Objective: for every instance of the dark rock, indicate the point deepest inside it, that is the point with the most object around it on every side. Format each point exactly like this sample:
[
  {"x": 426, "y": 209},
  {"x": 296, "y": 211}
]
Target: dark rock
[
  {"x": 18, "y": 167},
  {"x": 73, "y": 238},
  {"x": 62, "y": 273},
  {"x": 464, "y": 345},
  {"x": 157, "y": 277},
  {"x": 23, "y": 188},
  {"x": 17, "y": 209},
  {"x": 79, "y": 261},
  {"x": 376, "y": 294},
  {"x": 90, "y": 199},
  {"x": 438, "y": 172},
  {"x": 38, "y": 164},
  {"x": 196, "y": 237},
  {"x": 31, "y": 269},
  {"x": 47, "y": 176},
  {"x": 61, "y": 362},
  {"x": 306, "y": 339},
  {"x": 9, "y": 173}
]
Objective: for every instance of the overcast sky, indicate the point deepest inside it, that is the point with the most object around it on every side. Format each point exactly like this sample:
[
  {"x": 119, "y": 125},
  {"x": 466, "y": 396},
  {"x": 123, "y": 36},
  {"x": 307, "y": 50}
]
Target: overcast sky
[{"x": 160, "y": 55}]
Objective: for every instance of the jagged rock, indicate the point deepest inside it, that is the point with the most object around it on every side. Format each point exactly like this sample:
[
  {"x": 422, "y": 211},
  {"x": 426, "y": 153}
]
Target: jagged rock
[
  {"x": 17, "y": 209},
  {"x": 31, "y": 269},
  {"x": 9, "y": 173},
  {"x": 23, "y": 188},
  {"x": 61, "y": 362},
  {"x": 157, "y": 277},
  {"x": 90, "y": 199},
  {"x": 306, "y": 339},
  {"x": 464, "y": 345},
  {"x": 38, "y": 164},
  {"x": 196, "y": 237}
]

━━━━━━━━

__What to do__. The full listing, top to bottom: write it out again exactly.

__Task output__.
Objective: for every instance of the dark rock, indicate the point deepest inside it, that is the point with the most object around it on every side. Format each point exactly like this sample:
[
  {"x": 426, "y": 209},
  {"x": 296, "y": 211}
]
Target: dark rock
[
  {"x": 18, "y": 167},
  {"x": 73, "y": 238},
  {"x": 62, "y": 273},
  {"x": 464, "y": 345},
  {"x": 157, "y": 277},
  {"x": 23, "y": 188},
  {"x": 17, "y": 209},
  {"x": 79, "y": 261},
  {"x": 376, "y": 294},
  {"x": 90, "y": 199},
  {"x": 438, "y": 172},
  {"x": 38, "y": 164},
  {"x": 196, "y": 237},
  {"x": 31, "y": 269},
  {"x": 47, "y": 176},
  {"x": 61, "y": 362},
  {"x": 306, "y": 339},
  {"x": 9, "y": 173}
]
Objective: for every instance of the overcast sky, indicate the point deepest inside it, that is the point with the most object around it on every side. Format each point exactly like this sample:
[
  {"x": 119, "y": 125},
  {"x": 466, "y": 396},
  {"x": 123, "y": 36},
  {"x": 307, "y": 50}
]
Target: overcast sky
[{"x": 160, "y": 55}]
Objective: for every instance of the jagged rock, indicate the point deepest inside it, that is the point with the most object around it on every side. Format each point exactly like this sample:
[
  {"x": 422, "y": 211},
  {"x": 426, "y": 153}
]
Target: jagged rock
[
  {"x": 17, "y": 209},
  {"x": 31, "y": 269},
  {"x": 9, "y": 173},
  {"x": 23, "y": 188},
  {"x": 61, "y": 362},
  {"x": 157, "y": 277},
  {"x": 90, "y": 199},
  {"x": 306, "y": 339},
  {"x": 464, "y": 345},
  {"x": 38, "y": 164},
  {"x": 196, "y": 237}
]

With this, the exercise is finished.